Below are the records; restate word for word the lines from the first through the one containing "Localize chain link", and only those.

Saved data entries
Segment Open

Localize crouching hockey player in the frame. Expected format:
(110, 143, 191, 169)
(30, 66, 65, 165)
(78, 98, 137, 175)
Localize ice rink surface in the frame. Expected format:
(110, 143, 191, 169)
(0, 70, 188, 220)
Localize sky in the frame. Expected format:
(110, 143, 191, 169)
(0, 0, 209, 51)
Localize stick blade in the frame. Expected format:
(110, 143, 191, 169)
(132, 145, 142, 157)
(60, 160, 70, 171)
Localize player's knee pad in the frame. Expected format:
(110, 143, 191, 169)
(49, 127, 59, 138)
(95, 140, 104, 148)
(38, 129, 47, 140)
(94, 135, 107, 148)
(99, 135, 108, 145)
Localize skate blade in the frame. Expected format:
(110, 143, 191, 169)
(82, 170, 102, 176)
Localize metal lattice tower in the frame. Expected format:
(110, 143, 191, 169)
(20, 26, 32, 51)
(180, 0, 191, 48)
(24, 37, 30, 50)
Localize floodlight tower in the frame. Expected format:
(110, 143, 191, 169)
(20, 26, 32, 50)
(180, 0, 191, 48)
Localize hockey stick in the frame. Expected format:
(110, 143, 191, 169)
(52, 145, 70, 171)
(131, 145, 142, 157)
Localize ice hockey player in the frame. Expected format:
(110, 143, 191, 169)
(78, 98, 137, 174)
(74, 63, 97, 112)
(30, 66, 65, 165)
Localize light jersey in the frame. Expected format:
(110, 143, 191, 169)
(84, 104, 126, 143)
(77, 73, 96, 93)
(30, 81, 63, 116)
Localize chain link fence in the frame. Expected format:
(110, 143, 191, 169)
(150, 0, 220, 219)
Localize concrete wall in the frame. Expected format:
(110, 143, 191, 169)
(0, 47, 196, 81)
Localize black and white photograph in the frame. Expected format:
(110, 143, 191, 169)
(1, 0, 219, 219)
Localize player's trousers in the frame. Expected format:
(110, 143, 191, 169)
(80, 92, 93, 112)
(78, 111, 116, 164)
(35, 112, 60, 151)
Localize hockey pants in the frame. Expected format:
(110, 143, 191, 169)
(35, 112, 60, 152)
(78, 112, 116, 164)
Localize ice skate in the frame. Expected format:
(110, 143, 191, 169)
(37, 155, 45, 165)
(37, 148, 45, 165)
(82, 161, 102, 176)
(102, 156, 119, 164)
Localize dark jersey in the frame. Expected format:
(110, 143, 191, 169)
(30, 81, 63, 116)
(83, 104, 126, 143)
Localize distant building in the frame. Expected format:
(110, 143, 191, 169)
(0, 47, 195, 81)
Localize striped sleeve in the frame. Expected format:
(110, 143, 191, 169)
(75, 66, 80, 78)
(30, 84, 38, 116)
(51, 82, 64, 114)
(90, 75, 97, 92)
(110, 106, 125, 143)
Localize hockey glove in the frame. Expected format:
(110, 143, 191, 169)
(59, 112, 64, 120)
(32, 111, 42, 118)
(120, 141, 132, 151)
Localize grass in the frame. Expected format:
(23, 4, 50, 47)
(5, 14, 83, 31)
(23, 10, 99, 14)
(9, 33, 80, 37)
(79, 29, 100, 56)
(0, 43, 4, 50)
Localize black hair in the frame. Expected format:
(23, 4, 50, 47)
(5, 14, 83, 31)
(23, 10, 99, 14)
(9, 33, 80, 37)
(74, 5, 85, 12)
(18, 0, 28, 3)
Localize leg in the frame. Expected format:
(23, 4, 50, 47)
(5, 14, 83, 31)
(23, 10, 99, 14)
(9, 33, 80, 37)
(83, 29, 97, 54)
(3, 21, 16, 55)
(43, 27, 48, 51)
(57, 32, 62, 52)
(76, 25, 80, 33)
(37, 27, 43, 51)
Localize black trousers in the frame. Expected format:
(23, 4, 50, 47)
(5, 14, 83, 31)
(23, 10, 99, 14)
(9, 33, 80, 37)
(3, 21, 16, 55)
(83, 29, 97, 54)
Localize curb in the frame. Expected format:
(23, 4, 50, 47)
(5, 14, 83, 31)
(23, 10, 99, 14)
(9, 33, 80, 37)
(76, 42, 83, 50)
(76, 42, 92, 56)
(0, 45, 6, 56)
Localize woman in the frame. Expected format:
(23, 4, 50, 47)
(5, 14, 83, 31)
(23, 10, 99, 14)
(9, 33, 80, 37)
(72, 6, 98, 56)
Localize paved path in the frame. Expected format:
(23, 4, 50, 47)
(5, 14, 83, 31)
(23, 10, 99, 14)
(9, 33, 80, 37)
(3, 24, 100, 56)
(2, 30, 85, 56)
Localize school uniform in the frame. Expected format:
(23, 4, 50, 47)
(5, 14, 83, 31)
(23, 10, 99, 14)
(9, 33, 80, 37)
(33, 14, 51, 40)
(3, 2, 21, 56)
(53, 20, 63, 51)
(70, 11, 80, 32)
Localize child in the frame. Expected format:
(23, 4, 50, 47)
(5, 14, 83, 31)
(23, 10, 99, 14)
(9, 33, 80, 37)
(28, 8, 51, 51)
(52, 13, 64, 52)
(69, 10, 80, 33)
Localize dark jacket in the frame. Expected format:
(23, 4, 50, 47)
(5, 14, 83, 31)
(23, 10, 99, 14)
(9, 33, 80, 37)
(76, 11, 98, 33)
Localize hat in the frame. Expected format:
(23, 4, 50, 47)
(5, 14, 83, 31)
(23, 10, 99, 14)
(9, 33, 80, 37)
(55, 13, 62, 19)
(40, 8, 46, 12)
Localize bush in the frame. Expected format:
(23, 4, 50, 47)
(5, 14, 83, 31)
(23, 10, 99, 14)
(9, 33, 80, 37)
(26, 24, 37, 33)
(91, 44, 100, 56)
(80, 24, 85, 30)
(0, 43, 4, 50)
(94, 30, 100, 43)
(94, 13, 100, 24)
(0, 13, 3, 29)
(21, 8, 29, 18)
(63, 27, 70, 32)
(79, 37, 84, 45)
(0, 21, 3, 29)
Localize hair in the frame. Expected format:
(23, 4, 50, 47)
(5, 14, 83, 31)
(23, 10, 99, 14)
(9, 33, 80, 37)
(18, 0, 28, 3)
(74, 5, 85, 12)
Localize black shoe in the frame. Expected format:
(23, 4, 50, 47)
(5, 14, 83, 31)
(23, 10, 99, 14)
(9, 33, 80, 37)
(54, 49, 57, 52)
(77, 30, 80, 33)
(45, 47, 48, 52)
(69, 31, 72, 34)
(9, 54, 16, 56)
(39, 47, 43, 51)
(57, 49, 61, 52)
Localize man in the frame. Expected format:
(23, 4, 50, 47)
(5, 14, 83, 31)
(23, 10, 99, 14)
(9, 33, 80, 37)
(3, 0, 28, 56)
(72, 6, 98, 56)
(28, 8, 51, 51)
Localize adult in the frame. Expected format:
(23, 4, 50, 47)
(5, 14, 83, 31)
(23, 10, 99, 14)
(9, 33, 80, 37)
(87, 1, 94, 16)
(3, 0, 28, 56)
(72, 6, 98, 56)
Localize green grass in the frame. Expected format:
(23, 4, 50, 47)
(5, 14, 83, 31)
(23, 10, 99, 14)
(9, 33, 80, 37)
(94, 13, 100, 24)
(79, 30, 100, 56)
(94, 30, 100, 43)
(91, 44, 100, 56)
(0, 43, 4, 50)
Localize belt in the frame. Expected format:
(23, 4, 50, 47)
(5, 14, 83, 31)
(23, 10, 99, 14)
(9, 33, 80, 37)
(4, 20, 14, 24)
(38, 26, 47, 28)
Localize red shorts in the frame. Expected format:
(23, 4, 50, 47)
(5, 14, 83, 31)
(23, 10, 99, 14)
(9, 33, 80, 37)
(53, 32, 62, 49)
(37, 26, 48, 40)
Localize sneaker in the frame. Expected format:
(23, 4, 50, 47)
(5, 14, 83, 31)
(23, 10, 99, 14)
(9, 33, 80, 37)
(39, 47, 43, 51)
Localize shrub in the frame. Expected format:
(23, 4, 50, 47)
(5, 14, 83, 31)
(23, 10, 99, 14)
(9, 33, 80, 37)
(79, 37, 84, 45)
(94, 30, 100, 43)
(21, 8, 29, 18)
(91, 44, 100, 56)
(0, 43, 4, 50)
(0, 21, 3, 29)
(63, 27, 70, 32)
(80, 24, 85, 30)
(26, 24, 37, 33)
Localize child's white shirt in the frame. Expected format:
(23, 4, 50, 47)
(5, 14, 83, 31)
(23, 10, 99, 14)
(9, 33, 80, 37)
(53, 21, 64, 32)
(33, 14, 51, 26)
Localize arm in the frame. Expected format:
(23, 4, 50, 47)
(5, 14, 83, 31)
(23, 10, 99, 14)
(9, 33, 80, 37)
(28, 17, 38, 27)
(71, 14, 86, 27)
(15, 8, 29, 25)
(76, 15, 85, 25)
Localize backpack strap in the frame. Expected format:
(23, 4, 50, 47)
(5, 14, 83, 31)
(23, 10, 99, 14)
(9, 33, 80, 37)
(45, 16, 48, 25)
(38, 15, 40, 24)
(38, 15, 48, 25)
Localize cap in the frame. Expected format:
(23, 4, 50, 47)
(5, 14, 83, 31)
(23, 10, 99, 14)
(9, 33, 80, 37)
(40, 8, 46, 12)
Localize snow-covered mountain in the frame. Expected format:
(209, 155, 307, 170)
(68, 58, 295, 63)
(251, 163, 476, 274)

Segment Closed

#### RESULT OF THE EXERCISE:
Localize crouching hockey player in the frame. Expected format:
(110, 143, 191, 169)
(30, 66, 65, 165)
(78, 98, 137, 175)
Localize ice rink surface in the frame. Expected format:
(110, 143, 191, 169)
(0, 70, 188, 220)
Localize sky in the frame. Expected format:
(110, 143, 191, 169)
(0, 0, 209, 51)
Localize stick blade in the frame. Expected format:
(110, 143, 191, 169)
(132, 145, 142, 157)
(60, 160, 70, 171)
Localize player's knee pad in the frame. Expected format:
(110, 143, 191, 169)
(49, 127, 59, 138)
(95, 140, 104, 148)
(38, 129, 47, 140)
(94, 135, 107, 148)
(99, 135, 108, 145)
Localize skate blade in the frame. Expected format:
(110, 143, 191, 169)
(82, 170, 102, 176)
Localize metal lattice tower in the frame. Expected format:
(110, 143, 191, 169)
(20, 26, 32, 51)
(180, 0, 191, 48)
(24, 37, 30, 50)
Localize floodlight tower in the frame. Expected format:
(110, 143, 191, 169)
(20, 26, 32, 50)
(180, 0, 191, 48)
Localize hockey stick in the frame. Expected format:
(110, 143, 191, 169)
(52, 145, 70, 171)
(131, 145, 142, 157)
Localize ice hockey player in the frame. Expected format:
(110, 143, 191, 169)
(78, 98, 137, 174)
(74, 63, 97, 112)
(30, 66, 65, 165)
Localize light jersey in the frame. Expected format:
(110, 143, 191, 169)
(84, 104, 126, 143)
(77, 73, 96, 93)
(30, 81, 63, 116)
Localize chain link fence in the frame. Expected format:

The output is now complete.